**REQUIREMENT:**
Narrow the data below down to the lines containing "each".
GIVEN DATA section start
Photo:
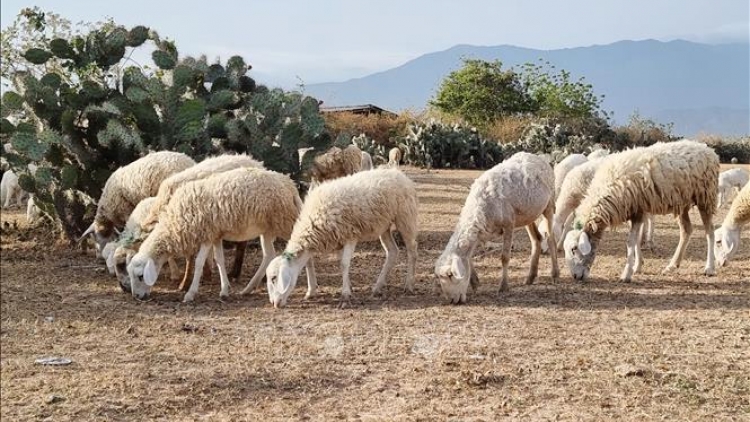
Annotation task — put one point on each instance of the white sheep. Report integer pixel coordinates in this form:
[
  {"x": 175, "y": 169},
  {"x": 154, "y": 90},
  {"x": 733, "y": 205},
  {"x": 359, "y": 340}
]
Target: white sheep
GIVEN DATA section end
GIVEN DATA section start
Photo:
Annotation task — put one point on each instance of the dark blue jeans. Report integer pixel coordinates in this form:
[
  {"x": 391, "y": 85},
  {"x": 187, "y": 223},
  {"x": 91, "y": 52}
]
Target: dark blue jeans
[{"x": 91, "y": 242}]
GIVEN DATA section end
GIVEN DATA section start
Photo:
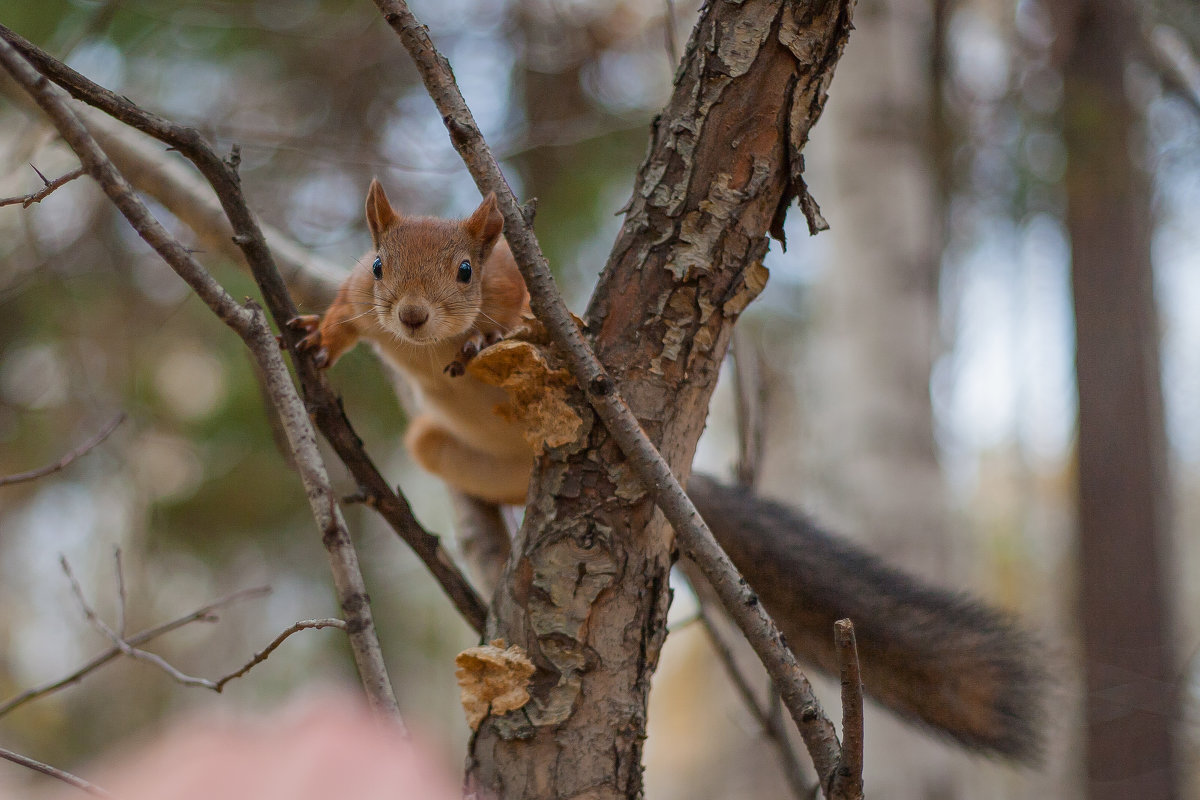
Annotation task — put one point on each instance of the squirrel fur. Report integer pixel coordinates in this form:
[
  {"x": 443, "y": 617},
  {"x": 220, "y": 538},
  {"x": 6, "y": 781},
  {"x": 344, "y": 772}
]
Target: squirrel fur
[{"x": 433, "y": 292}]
GIVEN DATA section end
**YOUR SOLUTION:**
Annotation task — put one point on each instance of the white sheep. Report integer pixel coordinates in this form:
Annotation task — put one point on each instance of the dark blue jeans. Report integer pixel coordinates in this form:
Annotation task — put one point on each instance of the squirrel fur. Report integer pixel coordinates in this form:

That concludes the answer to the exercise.